**OBIETTIVO DELL'ESERCIZIO**
Trascrivi alla lettera il passo del testo sull'Impero romano che si apre con le parole contenenti "Il problema della" e si chiude con "del tutto inattuabili.".

**PAGINA**
=-=-=-=-=

M. Cocceio Nerva. Statua equestre, bronzo, fine I sec. da Miseno. Napoli, Museo Archeologico Nazionale.

Il Senato, di fatto ormai esautorato, ritrovò una sua parvenza di potere nei confronti dell’imperatore e finì per adattarsi a un ruolo limitato, o meglio subordinato, ma non più esposto a quelle aggressioni insultanti e violente che avevano segnato tanto negativamente il governo dei Caesares del I secolo.

Il problema della successione dei principi trovò, dunque, una soluzione soddisfacente nel sistema dell’adozione: e questo garantì, almeno fino a Marco Aurelio, una serie di imperatori dotati di alte qualità personali. La stabilità raggiunta dall’ordinamento governativo attenuò quello che era stato l’assillo continuo di congiure e ribellioni gestite dai grandi generali dell’esercito, pronti a servirsi della propria forza militare per realizzare personali ambizioni di potere; e consentì anche agli stessi principi di procedere a riforme istituzionali e sociali prima del tutto inattuabili.

M. Cocceio Nerva. Statua, marmo, fine I sec. Città del Vaticano, Musei Vaticani, Museo Chiaramonti.

In varia misura, ma con costanza, i provinciali furono ammessi a cariche pubbliche di prim’ordine, il che mostra come l’Impero sapesse valersi assennatamente di tutti gli uomini abili e onesti. E perciò tutti sentivano in Roma la loro patria e dalle più lontane regioni guardavano a lei come alla μήτηρ καὶ πατρὶς κοινὴ πάντων («madre e patria comune di tutti») e pregavano, come nell’encomio Εἰς Ῥώμην (Or. 26) del retore asiatico Publio Elio Aristide, che essa durasse in eterno. Fu questo pure il periodo in cui procedette instancabile l’opera di trasformazione dei centri urbani, processo che giustamente è stato definito «urbanizzazione dell’Impero», ma fu anche l’epoca in cui strade, commerci e opere pubbliche raggiunsero il massimo sviluppo.

=-=-=-=-=

**DATI**
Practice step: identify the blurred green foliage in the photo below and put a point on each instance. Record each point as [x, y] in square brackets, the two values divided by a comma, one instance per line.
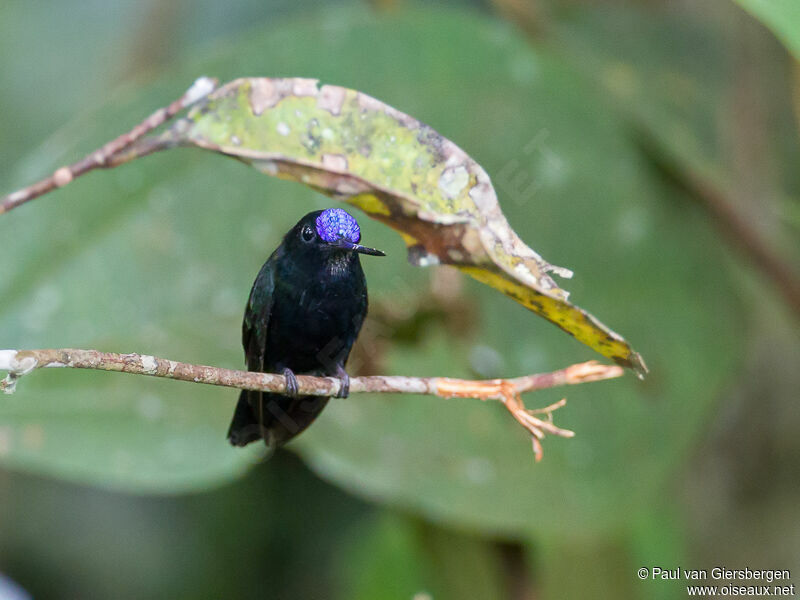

=-=-=-=-=

**SOLUZIONE DELL'ESERCIZIO**
Il problema della successione dei principi trovò, dunque, una soluzione soddisfacente nel sistema dell’adozione: e questo garantì, almeno fino a Marco Aurelio, una serie di imperatori dotati di alte qualità personali. La stabilità raggiunta dall’ordinamento governativo attenuò quello che era stato l’assillo continuo di congiure e ribellioni gestite dai grandi generali dell’esercito, pronti a servirsi della propria forza militare per realizzare personali ambizioni di potere; e consentì anche agli stessi principi di procedere a riforme istituzionali e sociali prima del tutto inattuabili.